__Exercise objective__: Count the lines in the items below that contain the word "truck". Give only the number.

-------- Materials provided

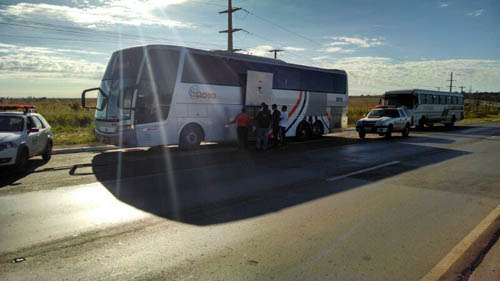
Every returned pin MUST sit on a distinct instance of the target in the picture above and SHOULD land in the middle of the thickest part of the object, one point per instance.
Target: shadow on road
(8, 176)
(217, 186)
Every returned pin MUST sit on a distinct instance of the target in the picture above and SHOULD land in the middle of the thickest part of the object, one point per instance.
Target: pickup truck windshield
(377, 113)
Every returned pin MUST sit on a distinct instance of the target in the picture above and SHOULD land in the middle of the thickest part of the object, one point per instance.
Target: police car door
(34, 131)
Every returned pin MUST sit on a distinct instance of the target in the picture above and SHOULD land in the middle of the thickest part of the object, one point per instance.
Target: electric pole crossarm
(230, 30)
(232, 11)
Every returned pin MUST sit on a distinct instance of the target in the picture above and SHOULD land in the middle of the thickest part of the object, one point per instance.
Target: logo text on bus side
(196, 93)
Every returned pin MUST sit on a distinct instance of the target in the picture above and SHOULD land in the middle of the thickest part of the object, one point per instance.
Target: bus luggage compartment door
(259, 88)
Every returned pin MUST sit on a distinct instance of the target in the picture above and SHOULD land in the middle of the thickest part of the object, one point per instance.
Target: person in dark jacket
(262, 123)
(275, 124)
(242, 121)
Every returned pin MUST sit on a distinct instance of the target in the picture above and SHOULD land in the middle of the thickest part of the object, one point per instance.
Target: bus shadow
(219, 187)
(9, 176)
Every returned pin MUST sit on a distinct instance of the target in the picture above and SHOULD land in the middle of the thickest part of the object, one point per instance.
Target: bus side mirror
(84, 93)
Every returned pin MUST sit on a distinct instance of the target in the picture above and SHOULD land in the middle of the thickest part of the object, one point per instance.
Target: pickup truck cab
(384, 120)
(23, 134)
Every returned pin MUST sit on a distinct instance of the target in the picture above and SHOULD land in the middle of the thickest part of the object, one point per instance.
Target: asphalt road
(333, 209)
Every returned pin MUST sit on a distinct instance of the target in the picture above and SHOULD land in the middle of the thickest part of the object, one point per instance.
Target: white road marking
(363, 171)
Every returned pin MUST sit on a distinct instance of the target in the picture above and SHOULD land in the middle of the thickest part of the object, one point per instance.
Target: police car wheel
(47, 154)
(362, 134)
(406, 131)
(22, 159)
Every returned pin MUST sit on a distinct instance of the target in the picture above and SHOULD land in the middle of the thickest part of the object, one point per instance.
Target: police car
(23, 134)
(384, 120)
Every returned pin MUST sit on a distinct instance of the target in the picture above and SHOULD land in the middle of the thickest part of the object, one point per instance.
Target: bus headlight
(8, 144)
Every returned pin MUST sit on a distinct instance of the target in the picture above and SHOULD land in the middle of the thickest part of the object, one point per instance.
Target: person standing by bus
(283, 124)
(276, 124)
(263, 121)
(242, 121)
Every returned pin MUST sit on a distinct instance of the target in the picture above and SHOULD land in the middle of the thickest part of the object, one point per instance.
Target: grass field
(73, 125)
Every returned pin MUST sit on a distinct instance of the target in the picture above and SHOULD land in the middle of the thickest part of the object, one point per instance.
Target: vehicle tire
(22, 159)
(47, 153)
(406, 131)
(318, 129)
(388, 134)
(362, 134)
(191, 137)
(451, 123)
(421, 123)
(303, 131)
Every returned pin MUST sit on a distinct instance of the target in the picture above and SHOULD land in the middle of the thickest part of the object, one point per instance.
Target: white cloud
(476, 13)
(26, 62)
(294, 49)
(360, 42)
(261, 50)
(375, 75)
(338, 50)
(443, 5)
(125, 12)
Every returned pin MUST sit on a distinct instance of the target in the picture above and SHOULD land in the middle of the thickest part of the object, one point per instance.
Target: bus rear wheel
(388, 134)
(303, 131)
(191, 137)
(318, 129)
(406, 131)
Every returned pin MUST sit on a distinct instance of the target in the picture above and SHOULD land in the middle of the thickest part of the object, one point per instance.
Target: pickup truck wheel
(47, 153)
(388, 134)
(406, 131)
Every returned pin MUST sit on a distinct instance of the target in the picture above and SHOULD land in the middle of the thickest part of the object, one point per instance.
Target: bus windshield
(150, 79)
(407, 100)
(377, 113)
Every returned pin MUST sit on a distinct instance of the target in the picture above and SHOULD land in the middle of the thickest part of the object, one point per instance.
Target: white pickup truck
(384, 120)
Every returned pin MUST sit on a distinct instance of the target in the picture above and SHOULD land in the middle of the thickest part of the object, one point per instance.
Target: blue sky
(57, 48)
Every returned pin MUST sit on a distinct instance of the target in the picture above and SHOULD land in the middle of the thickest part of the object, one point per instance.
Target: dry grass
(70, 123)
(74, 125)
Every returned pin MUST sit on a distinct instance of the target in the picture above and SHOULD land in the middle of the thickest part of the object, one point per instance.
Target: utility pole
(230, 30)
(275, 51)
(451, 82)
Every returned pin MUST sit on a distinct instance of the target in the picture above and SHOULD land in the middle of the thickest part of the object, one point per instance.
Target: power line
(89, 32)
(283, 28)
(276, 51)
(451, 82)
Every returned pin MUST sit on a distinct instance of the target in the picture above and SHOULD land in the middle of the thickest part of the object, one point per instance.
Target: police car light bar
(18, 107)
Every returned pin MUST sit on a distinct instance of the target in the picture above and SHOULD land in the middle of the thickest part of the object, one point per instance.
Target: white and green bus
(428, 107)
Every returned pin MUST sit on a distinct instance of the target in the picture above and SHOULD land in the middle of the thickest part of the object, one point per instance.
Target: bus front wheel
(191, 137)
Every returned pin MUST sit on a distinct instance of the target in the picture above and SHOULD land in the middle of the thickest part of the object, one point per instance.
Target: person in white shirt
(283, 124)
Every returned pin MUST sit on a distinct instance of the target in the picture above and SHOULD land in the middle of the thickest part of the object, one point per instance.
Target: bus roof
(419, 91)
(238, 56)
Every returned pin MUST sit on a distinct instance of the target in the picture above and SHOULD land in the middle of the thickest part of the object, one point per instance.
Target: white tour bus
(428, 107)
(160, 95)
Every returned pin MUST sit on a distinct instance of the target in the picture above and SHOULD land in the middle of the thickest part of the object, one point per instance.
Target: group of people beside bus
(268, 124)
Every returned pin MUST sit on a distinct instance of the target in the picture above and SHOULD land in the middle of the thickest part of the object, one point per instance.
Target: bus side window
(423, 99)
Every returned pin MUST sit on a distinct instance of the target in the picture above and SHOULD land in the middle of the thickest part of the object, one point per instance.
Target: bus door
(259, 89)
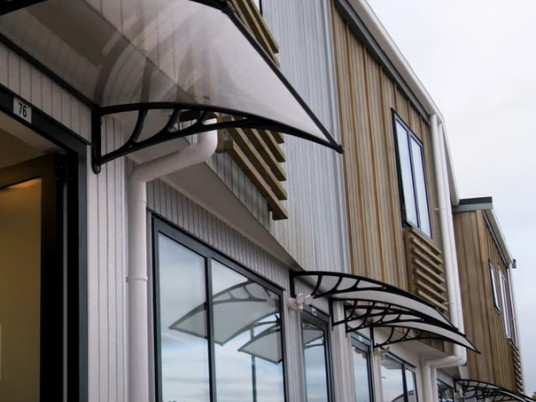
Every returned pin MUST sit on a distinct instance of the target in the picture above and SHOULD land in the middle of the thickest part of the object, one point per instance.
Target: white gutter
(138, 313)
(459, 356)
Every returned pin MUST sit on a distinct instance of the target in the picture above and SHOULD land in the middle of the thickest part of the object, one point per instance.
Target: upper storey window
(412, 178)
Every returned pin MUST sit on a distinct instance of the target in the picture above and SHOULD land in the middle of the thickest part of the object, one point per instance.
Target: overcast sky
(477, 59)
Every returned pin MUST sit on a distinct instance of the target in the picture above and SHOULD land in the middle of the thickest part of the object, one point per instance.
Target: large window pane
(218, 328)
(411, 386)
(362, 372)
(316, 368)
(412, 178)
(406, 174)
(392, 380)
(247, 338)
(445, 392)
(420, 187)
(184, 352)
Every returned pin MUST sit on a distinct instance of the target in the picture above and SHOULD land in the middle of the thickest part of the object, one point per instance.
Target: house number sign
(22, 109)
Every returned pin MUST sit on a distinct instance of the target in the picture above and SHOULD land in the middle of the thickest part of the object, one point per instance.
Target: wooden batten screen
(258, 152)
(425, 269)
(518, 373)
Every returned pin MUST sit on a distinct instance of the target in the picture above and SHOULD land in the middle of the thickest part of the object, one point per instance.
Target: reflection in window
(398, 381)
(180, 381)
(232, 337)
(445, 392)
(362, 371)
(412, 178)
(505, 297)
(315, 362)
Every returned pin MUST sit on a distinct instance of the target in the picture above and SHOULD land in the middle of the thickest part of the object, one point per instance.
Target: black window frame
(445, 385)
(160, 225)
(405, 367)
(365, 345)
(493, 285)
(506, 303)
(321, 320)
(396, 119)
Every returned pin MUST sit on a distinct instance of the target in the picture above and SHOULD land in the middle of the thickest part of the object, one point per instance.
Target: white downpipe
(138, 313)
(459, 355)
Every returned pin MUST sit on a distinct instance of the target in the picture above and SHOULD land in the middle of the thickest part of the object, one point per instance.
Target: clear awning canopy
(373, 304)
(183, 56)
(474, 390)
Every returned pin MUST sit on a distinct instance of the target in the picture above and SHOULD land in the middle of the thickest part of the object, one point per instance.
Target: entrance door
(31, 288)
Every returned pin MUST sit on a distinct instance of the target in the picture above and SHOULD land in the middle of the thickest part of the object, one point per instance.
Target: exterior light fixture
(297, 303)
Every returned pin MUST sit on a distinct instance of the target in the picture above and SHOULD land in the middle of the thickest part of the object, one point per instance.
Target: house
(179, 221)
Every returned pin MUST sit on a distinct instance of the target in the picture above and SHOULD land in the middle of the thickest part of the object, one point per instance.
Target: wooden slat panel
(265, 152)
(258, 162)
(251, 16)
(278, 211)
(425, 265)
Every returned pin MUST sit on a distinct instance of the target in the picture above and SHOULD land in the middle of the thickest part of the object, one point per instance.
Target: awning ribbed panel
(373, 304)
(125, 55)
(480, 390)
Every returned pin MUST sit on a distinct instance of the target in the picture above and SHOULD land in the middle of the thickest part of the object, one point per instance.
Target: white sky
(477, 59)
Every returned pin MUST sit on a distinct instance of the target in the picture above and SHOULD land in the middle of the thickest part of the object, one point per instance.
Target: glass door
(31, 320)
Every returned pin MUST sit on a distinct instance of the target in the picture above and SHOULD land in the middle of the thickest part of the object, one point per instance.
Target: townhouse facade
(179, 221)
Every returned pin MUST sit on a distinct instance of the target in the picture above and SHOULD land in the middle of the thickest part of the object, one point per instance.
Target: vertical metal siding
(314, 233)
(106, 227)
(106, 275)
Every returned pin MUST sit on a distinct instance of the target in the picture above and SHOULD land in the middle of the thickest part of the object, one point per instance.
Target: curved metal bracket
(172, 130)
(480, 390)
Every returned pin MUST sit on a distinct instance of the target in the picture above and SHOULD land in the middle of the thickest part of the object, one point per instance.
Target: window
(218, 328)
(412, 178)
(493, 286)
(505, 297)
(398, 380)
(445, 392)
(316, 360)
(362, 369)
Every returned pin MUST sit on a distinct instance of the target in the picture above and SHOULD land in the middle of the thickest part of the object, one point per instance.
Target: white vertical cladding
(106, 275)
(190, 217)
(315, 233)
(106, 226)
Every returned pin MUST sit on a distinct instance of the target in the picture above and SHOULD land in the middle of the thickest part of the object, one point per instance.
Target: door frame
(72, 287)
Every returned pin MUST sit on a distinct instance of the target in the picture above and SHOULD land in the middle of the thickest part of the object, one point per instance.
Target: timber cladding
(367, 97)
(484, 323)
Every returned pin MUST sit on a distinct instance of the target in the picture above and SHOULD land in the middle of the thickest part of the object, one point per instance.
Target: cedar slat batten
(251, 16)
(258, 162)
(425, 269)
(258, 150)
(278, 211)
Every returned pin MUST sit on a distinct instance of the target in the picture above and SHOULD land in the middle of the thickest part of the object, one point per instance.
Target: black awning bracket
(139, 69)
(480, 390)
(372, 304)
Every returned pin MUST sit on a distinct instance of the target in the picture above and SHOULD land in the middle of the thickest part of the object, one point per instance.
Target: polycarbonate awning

----------------

__Problem solution__: 4